**Task brief**
Nothing but the lines from the line with "Rules. Find each instance of the car window" through the end of the data is to be copied, and each is to be copied exactly.

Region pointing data
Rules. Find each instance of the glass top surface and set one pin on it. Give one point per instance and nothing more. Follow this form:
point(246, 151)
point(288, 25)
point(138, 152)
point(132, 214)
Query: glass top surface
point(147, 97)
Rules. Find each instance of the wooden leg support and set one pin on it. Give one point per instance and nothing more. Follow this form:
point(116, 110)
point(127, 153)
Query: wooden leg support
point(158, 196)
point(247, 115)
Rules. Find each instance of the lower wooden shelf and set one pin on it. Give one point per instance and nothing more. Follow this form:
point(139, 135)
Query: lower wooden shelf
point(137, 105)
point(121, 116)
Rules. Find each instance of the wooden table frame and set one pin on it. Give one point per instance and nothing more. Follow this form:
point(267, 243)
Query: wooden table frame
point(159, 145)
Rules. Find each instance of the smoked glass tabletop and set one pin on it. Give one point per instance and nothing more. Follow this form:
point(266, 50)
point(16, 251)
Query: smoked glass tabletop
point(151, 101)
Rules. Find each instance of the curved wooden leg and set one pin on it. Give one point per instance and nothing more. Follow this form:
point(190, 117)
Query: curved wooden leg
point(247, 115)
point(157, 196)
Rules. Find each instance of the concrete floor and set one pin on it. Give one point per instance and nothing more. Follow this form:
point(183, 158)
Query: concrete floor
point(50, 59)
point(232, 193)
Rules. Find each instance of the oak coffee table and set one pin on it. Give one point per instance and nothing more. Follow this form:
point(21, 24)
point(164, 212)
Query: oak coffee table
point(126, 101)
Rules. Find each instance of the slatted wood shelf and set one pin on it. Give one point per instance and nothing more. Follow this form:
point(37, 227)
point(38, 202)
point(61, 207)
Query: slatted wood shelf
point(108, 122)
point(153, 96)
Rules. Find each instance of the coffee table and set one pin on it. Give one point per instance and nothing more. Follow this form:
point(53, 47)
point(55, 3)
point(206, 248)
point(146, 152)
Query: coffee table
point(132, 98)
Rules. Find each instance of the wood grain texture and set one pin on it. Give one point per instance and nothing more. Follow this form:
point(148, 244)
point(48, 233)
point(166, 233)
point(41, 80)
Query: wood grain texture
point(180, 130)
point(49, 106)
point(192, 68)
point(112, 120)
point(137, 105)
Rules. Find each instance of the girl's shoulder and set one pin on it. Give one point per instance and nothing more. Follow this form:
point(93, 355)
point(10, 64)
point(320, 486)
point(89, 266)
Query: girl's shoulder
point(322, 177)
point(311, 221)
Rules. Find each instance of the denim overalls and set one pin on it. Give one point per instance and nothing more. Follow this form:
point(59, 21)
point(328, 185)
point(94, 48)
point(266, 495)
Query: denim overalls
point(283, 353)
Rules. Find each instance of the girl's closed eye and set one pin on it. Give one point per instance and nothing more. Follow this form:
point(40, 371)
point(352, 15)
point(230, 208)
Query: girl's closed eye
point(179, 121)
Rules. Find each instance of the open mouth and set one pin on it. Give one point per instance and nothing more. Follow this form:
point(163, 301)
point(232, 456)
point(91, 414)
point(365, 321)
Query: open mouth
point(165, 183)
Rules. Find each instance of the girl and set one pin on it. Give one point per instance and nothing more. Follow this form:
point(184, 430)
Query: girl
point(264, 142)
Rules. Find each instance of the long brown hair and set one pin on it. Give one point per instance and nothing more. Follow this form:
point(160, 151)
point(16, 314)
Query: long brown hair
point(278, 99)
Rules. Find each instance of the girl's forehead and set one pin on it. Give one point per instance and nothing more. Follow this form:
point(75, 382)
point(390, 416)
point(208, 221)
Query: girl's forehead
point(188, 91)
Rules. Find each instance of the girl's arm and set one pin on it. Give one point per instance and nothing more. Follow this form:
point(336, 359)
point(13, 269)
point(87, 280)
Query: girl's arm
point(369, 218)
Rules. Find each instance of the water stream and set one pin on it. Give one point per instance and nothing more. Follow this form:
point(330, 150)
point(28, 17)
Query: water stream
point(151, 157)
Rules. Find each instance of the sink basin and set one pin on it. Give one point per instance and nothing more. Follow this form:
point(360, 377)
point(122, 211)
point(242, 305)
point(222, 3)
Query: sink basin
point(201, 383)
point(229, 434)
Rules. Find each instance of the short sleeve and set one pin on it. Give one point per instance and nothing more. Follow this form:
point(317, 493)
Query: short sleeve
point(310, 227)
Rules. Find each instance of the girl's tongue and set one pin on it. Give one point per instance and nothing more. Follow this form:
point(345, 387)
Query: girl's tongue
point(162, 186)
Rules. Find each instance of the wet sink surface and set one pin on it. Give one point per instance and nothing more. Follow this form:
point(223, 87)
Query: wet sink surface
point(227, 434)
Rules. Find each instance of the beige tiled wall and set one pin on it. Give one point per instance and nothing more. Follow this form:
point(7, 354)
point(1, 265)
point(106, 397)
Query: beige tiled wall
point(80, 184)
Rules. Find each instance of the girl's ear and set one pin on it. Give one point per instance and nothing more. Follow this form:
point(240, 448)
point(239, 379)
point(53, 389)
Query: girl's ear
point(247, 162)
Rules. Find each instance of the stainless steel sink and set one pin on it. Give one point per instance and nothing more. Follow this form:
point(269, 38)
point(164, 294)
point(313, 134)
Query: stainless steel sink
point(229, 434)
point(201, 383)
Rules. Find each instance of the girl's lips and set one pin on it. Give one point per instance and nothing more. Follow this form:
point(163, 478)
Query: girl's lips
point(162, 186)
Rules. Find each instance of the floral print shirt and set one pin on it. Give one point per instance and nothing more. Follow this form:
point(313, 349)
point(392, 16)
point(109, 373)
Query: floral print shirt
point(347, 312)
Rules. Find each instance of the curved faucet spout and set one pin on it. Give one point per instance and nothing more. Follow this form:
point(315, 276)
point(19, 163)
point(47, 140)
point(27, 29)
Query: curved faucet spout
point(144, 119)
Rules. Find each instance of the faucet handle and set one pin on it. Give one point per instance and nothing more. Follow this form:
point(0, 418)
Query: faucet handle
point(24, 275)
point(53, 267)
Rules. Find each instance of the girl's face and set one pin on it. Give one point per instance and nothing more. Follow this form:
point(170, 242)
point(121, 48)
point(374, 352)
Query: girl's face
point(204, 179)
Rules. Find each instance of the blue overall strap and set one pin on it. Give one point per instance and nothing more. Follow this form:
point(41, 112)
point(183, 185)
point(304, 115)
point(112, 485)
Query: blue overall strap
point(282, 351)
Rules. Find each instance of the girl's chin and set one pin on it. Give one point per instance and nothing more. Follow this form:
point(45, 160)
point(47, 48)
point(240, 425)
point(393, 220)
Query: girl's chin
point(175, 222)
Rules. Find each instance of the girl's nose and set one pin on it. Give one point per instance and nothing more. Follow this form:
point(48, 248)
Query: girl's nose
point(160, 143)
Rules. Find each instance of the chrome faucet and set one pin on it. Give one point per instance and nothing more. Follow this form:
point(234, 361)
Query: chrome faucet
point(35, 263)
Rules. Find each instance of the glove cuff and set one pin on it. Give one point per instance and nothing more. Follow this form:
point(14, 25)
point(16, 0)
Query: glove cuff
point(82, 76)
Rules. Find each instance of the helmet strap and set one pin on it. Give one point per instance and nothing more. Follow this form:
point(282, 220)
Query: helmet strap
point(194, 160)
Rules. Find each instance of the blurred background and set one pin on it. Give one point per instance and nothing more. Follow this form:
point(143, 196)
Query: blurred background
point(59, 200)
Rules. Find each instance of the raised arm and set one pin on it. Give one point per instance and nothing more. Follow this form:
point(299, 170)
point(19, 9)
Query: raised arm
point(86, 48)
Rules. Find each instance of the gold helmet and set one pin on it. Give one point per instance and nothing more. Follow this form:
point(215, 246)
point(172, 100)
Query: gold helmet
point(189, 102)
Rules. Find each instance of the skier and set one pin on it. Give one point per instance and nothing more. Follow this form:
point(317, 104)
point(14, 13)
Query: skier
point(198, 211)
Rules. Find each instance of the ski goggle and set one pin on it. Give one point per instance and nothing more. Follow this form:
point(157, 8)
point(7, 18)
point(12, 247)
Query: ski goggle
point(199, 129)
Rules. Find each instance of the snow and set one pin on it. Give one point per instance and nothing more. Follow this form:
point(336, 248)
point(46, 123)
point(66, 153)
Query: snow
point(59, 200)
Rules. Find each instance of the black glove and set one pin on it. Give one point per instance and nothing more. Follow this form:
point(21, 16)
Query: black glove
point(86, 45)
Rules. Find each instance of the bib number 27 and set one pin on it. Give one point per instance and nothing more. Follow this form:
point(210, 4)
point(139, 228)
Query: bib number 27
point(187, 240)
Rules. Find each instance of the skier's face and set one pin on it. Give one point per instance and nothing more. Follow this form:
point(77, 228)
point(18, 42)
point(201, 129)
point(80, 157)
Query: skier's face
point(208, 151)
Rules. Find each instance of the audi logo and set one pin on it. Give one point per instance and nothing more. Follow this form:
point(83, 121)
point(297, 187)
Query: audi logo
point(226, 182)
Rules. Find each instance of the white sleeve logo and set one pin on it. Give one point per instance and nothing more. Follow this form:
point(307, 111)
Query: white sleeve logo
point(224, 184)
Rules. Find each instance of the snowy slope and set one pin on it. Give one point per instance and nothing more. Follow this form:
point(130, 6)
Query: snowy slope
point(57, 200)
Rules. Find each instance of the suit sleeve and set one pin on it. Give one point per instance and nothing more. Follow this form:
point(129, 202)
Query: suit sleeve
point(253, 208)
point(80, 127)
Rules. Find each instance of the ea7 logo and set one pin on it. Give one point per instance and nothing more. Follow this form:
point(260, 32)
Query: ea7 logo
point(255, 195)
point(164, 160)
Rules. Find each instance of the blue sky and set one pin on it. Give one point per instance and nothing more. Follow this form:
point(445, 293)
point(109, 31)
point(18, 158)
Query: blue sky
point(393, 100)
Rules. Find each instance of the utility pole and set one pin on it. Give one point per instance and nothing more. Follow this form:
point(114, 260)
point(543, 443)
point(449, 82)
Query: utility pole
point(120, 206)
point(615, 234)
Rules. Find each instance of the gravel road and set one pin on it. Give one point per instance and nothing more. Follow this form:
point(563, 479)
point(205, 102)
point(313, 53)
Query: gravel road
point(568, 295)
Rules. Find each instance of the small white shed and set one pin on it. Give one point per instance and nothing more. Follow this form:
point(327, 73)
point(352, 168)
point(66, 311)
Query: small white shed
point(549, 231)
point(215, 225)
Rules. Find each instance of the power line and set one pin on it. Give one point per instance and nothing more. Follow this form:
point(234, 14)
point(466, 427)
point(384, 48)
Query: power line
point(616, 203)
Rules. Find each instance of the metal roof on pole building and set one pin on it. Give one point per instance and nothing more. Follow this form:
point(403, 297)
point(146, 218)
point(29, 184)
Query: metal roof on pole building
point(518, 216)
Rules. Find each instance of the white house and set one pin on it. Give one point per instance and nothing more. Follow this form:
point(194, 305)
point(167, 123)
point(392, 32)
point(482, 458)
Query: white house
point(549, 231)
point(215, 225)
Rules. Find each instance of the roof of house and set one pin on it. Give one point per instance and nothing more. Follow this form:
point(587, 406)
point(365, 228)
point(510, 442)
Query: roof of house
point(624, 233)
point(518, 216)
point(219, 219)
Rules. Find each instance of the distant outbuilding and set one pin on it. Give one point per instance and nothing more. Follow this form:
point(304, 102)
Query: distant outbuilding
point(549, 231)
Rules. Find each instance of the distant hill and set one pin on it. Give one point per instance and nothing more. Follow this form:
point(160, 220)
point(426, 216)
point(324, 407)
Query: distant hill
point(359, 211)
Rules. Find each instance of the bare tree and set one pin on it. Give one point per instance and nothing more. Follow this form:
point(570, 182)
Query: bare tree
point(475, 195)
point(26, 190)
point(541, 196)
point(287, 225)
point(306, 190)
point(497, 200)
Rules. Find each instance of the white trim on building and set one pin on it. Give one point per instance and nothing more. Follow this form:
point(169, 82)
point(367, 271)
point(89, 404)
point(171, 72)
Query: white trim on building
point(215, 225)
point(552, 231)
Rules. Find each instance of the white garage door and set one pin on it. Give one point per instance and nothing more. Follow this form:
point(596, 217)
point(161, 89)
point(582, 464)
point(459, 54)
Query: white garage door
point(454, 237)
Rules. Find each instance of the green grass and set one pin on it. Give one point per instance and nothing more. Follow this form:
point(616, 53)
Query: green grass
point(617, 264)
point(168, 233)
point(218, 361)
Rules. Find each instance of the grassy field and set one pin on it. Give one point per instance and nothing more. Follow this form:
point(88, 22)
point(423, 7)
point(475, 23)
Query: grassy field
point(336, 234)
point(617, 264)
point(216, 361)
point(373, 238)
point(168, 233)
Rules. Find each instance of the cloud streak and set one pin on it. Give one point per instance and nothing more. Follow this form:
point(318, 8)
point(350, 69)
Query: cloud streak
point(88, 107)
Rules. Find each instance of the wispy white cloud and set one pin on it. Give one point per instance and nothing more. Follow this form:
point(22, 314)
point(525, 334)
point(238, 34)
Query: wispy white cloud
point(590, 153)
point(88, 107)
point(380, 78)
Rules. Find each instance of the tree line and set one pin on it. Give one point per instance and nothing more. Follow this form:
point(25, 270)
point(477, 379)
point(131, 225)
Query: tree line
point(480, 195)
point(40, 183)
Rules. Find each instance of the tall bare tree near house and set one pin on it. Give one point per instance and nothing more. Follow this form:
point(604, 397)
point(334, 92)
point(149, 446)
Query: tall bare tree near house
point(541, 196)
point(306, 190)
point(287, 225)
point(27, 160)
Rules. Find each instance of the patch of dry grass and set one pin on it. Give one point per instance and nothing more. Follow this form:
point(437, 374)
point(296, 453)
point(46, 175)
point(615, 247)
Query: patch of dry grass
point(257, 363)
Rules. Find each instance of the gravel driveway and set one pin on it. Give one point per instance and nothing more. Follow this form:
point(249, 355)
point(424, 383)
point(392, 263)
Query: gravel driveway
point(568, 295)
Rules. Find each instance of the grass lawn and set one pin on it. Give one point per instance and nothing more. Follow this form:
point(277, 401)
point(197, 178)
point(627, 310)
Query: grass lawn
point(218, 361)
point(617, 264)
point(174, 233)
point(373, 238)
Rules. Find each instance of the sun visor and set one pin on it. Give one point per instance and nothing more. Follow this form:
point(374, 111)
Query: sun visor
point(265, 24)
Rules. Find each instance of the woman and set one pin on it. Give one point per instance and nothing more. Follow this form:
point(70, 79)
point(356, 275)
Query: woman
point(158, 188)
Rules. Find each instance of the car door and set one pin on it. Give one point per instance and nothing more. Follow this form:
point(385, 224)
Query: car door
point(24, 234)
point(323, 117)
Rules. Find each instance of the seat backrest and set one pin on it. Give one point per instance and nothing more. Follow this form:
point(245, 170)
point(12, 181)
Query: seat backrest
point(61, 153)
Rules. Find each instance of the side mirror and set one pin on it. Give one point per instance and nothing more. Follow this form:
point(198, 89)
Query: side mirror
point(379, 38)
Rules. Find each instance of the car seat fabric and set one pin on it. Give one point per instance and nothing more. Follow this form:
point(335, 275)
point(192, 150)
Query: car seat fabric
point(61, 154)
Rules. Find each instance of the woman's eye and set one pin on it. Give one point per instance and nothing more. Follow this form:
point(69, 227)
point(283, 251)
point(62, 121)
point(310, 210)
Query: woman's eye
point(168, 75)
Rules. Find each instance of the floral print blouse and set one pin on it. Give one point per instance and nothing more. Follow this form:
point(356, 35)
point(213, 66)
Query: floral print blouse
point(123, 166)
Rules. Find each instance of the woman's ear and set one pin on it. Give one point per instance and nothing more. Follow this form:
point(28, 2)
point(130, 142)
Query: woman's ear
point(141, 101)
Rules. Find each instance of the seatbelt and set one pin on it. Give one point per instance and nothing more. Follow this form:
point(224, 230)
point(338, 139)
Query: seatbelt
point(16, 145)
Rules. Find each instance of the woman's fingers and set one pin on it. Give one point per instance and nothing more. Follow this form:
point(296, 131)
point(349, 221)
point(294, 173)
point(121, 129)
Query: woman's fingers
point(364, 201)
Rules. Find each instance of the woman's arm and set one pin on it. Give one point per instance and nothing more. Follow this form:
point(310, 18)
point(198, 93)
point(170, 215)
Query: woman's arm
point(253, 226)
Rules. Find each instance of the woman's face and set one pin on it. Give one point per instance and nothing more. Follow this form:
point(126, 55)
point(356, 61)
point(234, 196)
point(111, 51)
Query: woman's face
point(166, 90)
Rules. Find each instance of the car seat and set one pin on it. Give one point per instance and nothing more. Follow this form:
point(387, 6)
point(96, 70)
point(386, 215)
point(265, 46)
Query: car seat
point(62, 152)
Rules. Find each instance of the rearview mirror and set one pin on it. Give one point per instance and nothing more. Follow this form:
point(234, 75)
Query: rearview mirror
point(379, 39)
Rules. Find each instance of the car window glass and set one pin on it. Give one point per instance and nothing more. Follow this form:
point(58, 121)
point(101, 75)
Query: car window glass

**Reply**
Rules. Find each instance of the car window glass and set one pin on it. Give one point per instance and nothing more. Follow this form:
point(58, 121)
point(101, 75)
Query: car window glass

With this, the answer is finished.